**TASK TO COMPLETE**
The entries below contain a line with "Target: hex bolt head" and a line with "x=571 y=385". Retype exactly everything from the first down to the second, both included, and nothing else.

**GIVEN DATA**
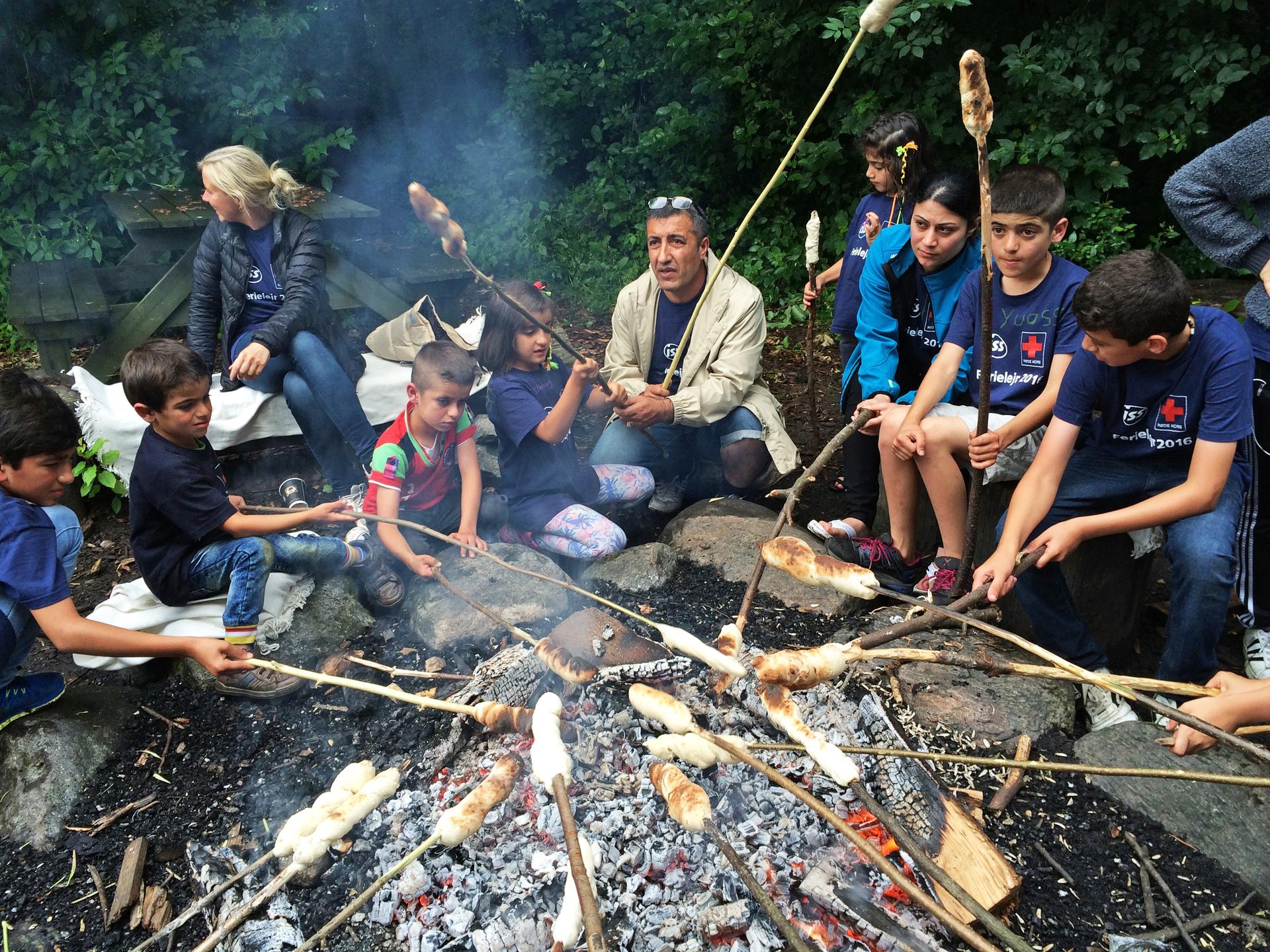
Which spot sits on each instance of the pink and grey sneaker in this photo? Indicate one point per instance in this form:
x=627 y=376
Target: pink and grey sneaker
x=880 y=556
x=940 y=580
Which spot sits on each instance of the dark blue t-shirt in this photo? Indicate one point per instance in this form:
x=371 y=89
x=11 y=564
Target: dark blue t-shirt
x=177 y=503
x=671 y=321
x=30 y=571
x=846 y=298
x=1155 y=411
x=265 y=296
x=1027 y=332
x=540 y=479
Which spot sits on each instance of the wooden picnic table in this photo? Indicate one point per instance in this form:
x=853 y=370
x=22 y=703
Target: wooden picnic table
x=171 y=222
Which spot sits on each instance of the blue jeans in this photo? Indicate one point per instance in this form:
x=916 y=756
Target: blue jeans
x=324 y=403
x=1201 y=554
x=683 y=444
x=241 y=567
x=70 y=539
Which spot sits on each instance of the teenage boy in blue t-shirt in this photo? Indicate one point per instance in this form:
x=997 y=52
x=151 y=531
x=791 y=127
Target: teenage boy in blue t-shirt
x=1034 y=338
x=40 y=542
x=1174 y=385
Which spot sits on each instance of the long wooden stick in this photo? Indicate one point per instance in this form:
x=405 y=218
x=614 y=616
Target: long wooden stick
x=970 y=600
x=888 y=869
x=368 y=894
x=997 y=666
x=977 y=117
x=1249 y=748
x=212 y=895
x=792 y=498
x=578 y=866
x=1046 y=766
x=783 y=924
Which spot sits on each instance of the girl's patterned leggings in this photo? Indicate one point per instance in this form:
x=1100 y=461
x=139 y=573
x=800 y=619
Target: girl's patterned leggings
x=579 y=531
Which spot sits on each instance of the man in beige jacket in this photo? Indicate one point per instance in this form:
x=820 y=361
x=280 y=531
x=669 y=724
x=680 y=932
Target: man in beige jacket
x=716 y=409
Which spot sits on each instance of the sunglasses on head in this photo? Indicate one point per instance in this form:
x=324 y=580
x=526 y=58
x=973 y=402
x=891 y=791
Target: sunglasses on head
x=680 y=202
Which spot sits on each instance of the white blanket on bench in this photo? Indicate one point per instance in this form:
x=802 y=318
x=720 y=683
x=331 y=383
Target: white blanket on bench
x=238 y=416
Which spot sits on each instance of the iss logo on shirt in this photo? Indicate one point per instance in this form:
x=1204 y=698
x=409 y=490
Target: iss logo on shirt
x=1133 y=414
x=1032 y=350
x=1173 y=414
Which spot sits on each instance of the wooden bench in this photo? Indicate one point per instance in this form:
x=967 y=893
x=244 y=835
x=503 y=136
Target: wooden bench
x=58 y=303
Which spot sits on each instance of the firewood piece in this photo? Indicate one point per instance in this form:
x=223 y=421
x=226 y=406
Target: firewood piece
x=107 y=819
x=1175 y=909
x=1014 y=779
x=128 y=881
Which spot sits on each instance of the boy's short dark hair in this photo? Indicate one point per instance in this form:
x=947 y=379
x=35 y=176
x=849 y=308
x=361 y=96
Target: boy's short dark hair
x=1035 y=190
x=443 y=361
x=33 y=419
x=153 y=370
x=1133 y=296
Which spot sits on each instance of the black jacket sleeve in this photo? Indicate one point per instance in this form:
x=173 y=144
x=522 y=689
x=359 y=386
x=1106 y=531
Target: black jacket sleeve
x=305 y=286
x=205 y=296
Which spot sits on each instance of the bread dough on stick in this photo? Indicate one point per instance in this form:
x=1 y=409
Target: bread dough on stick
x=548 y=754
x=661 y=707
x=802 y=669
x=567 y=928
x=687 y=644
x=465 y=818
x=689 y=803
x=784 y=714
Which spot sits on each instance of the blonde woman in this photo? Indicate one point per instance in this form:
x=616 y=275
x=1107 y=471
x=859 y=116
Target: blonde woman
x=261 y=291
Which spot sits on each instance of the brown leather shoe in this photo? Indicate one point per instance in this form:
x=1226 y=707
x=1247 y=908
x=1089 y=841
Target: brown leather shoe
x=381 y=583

...

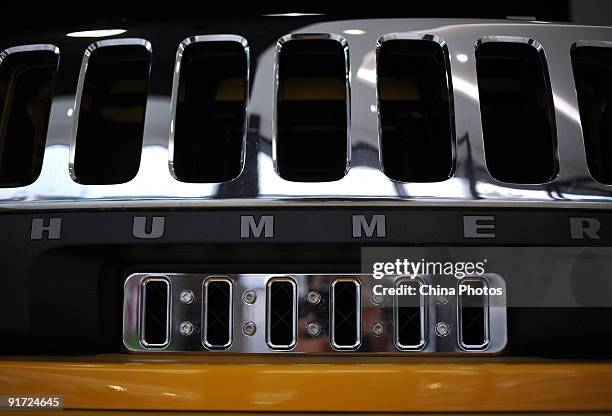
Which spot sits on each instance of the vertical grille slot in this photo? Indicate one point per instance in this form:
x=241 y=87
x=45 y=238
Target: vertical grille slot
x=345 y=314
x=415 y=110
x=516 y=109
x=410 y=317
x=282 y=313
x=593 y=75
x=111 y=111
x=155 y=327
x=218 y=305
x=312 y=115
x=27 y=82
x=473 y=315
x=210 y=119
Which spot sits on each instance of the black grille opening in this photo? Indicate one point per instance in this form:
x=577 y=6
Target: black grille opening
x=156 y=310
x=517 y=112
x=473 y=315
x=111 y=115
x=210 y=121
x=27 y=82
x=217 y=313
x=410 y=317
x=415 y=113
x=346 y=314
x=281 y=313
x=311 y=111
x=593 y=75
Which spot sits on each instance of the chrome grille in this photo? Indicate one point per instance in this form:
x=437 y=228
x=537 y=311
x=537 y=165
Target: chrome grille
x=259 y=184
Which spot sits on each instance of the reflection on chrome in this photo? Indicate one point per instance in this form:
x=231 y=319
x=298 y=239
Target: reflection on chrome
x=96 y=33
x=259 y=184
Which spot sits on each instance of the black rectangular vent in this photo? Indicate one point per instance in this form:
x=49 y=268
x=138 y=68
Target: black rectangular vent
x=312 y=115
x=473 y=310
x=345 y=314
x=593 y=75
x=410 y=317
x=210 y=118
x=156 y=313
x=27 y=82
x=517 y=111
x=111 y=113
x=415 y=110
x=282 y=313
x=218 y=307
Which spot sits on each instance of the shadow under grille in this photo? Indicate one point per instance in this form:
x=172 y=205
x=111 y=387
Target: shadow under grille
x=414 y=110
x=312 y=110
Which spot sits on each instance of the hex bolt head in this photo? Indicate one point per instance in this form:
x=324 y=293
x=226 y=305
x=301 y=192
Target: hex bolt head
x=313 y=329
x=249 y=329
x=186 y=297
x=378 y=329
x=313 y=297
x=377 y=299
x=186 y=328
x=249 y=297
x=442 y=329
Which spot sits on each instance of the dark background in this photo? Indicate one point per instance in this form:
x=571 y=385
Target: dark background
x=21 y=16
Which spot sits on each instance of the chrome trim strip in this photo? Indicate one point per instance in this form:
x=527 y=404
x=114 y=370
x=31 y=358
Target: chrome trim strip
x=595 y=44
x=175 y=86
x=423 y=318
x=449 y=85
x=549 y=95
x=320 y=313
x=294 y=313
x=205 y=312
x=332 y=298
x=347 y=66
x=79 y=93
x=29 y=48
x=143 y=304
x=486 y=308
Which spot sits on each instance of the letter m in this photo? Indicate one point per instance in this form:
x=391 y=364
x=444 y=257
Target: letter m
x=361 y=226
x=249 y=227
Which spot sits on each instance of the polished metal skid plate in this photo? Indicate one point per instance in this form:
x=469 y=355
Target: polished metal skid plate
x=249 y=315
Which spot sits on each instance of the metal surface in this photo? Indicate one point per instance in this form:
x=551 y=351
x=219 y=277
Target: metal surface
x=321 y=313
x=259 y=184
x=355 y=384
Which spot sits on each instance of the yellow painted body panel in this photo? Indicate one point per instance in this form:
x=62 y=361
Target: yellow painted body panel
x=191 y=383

**RESPONSE TO THE TASK**
Target: hex bolt head
x=313 y=329
x=249 y=329
x=186 y=297
x=378 y=329
x=313 y=297
x=377 y=299
x=186 y=328
x=249 y=297
x=442 y=329
Which spot sits on each instance of the dark background in this photo? Indicate one point per instance in this form:
x=571 y=385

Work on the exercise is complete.